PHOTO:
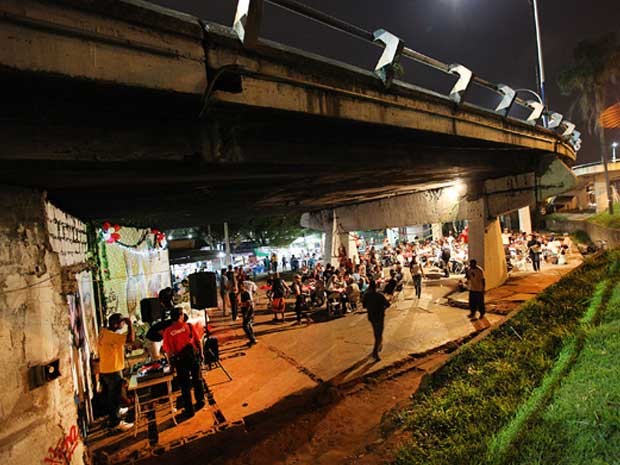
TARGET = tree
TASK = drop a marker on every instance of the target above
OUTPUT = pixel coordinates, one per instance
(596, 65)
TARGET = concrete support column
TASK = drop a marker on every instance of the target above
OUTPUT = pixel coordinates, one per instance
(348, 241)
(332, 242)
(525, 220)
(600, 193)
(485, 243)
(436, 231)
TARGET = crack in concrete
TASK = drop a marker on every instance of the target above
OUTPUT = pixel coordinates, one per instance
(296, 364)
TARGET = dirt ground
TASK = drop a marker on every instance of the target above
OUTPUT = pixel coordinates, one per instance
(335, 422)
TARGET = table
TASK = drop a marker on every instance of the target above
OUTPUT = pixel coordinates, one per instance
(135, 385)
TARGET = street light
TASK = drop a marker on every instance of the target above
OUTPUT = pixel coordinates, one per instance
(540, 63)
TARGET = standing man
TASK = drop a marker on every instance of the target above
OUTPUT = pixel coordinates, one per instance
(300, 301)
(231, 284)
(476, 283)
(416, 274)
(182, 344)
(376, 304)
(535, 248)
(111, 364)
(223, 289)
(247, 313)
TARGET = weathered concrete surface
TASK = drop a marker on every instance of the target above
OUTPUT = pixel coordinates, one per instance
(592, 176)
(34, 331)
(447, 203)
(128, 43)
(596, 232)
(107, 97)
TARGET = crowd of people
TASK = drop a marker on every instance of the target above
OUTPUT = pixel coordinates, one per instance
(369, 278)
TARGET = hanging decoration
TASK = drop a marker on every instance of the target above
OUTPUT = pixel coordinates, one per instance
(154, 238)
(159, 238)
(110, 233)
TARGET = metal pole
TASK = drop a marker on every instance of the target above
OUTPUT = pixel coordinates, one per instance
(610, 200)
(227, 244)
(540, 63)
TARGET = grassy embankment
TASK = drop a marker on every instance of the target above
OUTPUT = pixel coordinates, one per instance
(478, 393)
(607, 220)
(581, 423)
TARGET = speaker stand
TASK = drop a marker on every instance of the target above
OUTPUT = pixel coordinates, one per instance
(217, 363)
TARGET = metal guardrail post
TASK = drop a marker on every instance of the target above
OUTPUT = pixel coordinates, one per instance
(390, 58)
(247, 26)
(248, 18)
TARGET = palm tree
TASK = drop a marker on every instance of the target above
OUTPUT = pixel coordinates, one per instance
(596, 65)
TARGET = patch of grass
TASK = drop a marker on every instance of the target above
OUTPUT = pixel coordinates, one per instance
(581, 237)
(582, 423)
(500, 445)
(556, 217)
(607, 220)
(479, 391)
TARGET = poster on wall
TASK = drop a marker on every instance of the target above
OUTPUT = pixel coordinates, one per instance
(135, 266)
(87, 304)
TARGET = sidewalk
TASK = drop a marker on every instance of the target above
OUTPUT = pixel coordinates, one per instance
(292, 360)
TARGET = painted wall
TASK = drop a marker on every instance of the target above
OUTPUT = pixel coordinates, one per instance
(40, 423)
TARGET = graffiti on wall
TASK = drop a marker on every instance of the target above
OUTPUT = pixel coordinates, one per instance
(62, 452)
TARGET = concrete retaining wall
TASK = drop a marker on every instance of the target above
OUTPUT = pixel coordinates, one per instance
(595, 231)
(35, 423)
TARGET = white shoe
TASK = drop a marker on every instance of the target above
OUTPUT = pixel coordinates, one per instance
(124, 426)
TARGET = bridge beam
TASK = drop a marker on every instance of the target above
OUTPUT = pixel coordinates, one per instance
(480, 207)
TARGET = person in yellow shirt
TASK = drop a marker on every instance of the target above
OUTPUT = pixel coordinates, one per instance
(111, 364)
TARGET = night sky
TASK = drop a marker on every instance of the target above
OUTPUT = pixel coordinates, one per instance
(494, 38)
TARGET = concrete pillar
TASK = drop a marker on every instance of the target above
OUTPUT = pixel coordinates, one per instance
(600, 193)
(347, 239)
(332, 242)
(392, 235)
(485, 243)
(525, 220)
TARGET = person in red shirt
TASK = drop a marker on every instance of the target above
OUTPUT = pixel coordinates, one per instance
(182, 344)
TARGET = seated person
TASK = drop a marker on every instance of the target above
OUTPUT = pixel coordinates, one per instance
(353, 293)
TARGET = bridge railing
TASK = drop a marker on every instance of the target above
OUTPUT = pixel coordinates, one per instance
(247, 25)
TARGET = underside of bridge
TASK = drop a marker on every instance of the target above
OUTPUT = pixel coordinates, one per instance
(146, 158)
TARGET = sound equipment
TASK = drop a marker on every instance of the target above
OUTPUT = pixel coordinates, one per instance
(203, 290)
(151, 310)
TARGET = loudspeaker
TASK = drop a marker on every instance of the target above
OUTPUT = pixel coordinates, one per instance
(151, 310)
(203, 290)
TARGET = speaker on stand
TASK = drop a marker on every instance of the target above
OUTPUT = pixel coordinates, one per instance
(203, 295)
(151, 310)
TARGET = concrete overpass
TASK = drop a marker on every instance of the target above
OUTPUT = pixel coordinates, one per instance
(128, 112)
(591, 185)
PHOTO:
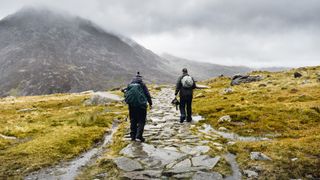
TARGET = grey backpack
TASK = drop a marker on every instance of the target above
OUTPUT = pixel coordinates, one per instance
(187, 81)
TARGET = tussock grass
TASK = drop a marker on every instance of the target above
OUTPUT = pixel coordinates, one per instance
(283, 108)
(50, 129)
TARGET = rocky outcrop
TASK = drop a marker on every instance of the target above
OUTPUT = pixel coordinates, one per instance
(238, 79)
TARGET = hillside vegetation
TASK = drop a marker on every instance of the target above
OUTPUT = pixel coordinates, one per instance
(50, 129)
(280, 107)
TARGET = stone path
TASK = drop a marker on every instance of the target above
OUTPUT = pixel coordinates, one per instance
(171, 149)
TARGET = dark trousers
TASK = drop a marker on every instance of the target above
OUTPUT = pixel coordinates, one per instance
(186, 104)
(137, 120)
------------------------------------------------------------------------
**Requirement**
Output the data above without changes, apart from leaving out the pictures.

**Task output**
PHOTO:
TARGET = tree
TASK = drop a marker on every instance of the target above
OUTPUT = pixel coordinates, one per instance
(596, 65)
TARGET = concrete support column
TASK = drop a marker on every instance of the target above
OUTPUT = pixel coordinates, one per instance
(348, 241)
(332, 242)
(525, 220)
(600, 193)
(485, 243)
(436, 231)
TARGET = crack in concrete
TASK = drop a marker on every instance of the target above
OUTPUT = pixel coordinates, one per instance
(296, 364)
TARGET = dirt ground
TASK = drop a marker on every instance of the target above
OUTPUT = pixel coordinates, one per instance
(335, 422)
TARGET = table
TASK = drop a marker on every instance of the target above
OUTPUT = pixel coordinates, one per instance
(135, 385)
TARGET = street light
TASK = drop a marker on every instance of the target above
OUTPUT = pixel coordinates, one per instance
(540, 63)
TARGET = standing man
TASK = drop a marker on every instance of the target above
OUTPUT = pixel coordinates, one per instance
(300, 301)
(231, 284)
(476, 283)
(416, 274)
(182, 344)
(376, 304)
(535, 248)
(111, 364)
(223, 289)
(247, 313)
TARGET = weathered concrete surface
TASK = drop a marker on every instance of the target above
OUTPUT = pixel coordinates, one per instance
(592, 176)
(34, 331)
(447, 203)
(128, 43)
(596, 232)
(107, 97)
TARGET = crowd of people
TASK = drop a marker on every instance of the target above
OUTPUT = pixel coordinates, one per instance
(369, 278)
TARGET = hanging decoration
TASK = drop a marker on every instance of the target above
OUTPUT = pixel coordinates, one per instance
(154, 238)
(159, 238)
(110, 233)
TARGET = metal pole
TASK = drop a marker on every instance of the target above
OUTPUT = pixel coordinates, one per instance
(610, 200)
(227, 244)
(540, 63)
TARGET = grassy embankment
TASK = drop a marker on every instance of the target above
OUTPUT = pixel coordinates, one per instance
(478, 393)
(607, 220)
(581, 423)
TARGET = speaker stand
TASK = drop a marker on every instance of the target above
OUTPUT = pixel coordinates, one per instance
(217, 363)
TARGET = metal guardrail post
TASK = drop a marker on every instance of the target above
OUTPUT = pixel coordinates, one per instance
(390, 58)
(247, 26)
(248, 18)
TARGET = palm tree
TASK = drop a marker on every instance of the target above
OUTPUT = pixel coordinates, one per instance
(596, 65)
TARGET = patch of grass
TASK = drop a marker on every instance of the target above
OUTPUT = pixel coordinates, one per instance
(581, 237)
(582, 423)
(500, 445)
(556, 217)
(607, 220)
(479, 391)
TARGET = poster on wall
TASK = drop a marker on every instance of the target above
OUTPUT = pixel coordinates, one per instance
(135, 266)
(87, 304)
TARGET = sidewalk
TASK = drop a marker on every instance of the target above
OUTPUT = pixel coordinates, one per instance
(292, 360)
TARGET = painted wall
TASK = drop a marker on every instance of the target above
OUTPUT = pixel coordinates, one per instance
(40, 423)
TARGET = graffiti on wall
TASK = drop a marker on every instance of the target above
OUTPUT = pixel coordinates, one per instance
(62, 452)
TARGET = concrete retaining wall
TASK = drop a marker on every instance of the target above
OUTPUT = pixel coordinates, one per instance
(595, 231)
(35, 423)
TARGET = white shoe
TASK = drop a marker on every instance of the target above
OUTPUT = pixel coordinates, one per instance
(124, 426)
TARGET = bridge beam
TASK = drop a marker on every instance of the target above
OUTPUT = pixel coordinates, one per instance
(480, 207)
TARGET = person in yellow shirt
TASK = drop a marker on every instance of the target above
OUTPUT = pixel coordinates, one per instance
(111, 364)
TARGET = night sky
TASK = drop a marker on every instance of the target above
OUTPUT = pixel coordinates, one per instance
(494, 38)
TARGET = concrete pillar
TASK = drop a marker on every instance of the target above
OUTPUT = pixel coordinates, one per instance
(600, 193)
(347, 239)
(332, 242)
(392, 235)
(485, 243)
(525, 220)
TARGET = person in red shirt
TASK = drop a marker on every instance of the target above
OUTPUT = pixel coordinates, one per instance
(182, 344)
TARGET = seated person
TASK = drop a marker on every instance of the target above
OUTPUT = pixel coordinates, one per instance
(353, 293)
TARGET = bridge railing
TASK = drop a marker on every instance of the target above
OUTPUT = pixel coordinates, one per instance
(247, 25)
TARGET = underside of bridge
TASK = drop a marker on every instance of the target above
OUTPUT = pixel coordinates, one per instance
(146, 158)
TARGET = sound equipment
TASK = drop a marker on every instance of the target above
OUTPUT = pixel coordinates, one per instance
(203, 290)
(151, 310)
TARGET = loudspeaker
TASK = drop a marker on every instance of the target above
OUTPUT = pixel coordinates, one per instance
(151, 310)
(203, 290)
TARGET = speaker on stand
TASK = drop a marker on every instance of the target above
OUTPUT = pixel coordinates, one per instance
(203, 295)
(151, 310)
TARGET = concrete overpass
TASK = drop a marker on every instance of the target above
OUTPUT = pixel coordinates, one per instance
(128, 112)
(591, 185)
PHOTO:
TARGET = grey backpack
TASK = drop a marker on every instance of the target above
OUTPUT = pixel coordinates, one per instance
(187, 81)
TARGET = tussock grass
TASK = drop a marker on every instance of the target above
OUTPUT = pixel coordinates, one per instance
(283, 108)
(50, 129)
TARGET = rocky outcrop
TASK = drop a marker on every instance of the target above
OUTPUT = pixel coordinates, one per instance
(238, 79)
TARGET = hillside vegetation
TASK = drop a marker on every instance of the target above
OUTPUT = pixel coordinates, one per instance
(50, 129)
(280, 107)
TARGET = stone path
TASK = drop a marker on every instance of the target above
OUTPUT = pixel coordinates, one per instance
(171, 149)
TARGET = dark trousers
TASK = drop a marker on every instance of the target above
OUTPUT = pixel coordinates, one per instance
(186, 104)
(137, 120)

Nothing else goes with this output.